In multivariate Taylor expansion formula, what is meant by $(x-a)^k$?

Question

I am studying the taylor expansion for multivariate functions but I am confused about the notation of the formula. According to my book, it's $f(x)= f(a)+df(a)(x-a)+(1/2) {d^2 f(a)(x-a)^2}+ \dots$. But I am confused about what is meant by $(x-a)^2$ here since $x-a$ is a vector. How can you take powers of a vector?

Answer 1

Let's say that the map is $f:V \to W$, where $V,W$ are (say finite-dimensional) normed vector spaces. In this case $d^kf(a) : \underbrace{V \times \dots \times V}_{k \text{ times}} \to W$ is a $k$-times multilinear map, so it needs to eat $k$ vectors and gives you another vector. So, in general, $(x-a)^k$ doesn't mean any sort of multiplication, it simply means the "k-tuple" of vectors $\underbrace{(x-a, \dots, x-a)}_{k \text{ times}} \in V^k$.

So, explicitly, the first few terms are: \begin{align} f(x) &= f(a) + df_a(x-a) + \dfrac{1}{2!}d^2f_a(x-a, x-a) + \dfrac{1}{3!} d^3f_a(x-a,x-a,x-a) +\dots \end{align}
════════════════════
### [Exercise 1]
Answer these questions about the thread:
(a) According to the question, why is the asker confused by $(x-a)^2$?
(b) According to Answer 1, how many vectors does $d^kf(a)$ need to eat?
(c) In the explicit expansion in Answer 1, what coefficient stands before the $d^3f_a$ term?

(Pointing and labeling entries)
════════════════════
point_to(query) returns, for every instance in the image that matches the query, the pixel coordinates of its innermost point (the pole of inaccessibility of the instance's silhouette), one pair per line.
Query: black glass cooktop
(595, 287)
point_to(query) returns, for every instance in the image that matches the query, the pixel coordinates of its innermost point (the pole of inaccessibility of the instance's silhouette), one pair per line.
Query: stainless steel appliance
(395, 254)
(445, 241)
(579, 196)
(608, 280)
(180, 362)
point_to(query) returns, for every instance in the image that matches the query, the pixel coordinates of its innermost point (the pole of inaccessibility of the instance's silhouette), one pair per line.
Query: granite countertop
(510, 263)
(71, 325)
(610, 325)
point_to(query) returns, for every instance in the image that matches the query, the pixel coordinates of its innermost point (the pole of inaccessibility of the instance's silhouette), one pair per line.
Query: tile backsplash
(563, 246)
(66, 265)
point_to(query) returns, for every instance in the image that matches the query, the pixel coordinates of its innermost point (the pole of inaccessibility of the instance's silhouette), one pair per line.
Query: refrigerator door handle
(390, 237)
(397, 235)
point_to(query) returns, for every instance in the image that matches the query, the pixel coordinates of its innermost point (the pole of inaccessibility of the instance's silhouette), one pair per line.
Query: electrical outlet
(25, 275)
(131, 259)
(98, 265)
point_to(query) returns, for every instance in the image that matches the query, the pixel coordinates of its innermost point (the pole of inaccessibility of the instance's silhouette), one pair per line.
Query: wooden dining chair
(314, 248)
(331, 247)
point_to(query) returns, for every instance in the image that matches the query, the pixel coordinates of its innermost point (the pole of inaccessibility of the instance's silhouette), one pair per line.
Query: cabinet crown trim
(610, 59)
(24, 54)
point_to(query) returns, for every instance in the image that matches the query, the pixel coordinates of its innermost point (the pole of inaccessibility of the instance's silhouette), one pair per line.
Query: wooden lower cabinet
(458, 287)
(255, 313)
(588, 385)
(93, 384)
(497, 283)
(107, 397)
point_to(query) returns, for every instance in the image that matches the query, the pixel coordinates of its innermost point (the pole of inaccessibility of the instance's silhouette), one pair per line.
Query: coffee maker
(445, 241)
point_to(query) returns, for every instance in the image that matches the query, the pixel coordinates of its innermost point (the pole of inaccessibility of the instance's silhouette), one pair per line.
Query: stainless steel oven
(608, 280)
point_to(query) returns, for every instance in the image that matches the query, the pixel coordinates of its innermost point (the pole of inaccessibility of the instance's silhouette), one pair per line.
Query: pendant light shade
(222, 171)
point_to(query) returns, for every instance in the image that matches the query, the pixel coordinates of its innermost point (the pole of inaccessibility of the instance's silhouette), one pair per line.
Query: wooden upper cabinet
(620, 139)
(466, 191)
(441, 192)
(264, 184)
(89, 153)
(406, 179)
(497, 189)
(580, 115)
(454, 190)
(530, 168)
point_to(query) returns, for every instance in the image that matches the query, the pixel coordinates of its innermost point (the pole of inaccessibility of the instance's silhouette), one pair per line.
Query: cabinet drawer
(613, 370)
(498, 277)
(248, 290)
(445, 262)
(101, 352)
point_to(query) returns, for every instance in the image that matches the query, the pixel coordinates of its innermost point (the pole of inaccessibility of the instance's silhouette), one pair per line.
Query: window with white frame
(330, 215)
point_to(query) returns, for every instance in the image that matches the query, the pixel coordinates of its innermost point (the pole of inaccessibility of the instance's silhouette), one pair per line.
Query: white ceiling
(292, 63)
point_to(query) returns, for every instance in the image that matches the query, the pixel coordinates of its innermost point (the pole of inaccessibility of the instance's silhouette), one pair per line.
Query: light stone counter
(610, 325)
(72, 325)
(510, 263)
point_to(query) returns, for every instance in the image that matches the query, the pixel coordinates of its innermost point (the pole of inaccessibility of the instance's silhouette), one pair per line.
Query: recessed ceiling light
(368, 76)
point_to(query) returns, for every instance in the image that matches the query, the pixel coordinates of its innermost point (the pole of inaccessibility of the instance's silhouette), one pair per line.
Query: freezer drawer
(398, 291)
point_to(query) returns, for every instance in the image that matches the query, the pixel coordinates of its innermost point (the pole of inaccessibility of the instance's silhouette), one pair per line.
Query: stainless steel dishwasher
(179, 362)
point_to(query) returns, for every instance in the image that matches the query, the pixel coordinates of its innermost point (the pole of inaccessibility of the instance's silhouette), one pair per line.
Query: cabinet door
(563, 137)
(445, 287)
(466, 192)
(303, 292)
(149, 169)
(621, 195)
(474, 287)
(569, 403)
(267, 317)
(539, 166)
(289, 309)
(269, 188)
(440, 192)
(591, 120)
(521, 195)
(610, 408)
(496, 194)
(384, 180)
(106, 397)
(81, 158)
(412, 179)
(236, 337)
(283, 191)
════════════════════
### [Exercise 2]
Which lines of the rows contain the string "light"? Return each such line, treating case as significant.

### [Full solution 1]
(a) Because $x-a$ is a vector, and the asker does not see how you can take powers of a vector.
(b) $k$ vectors.
(c) $\dfrac{1}{3!}$

### [Full solution 2]
Query: pendant light shade
Query: light stone counter
Query: recessed ceiling light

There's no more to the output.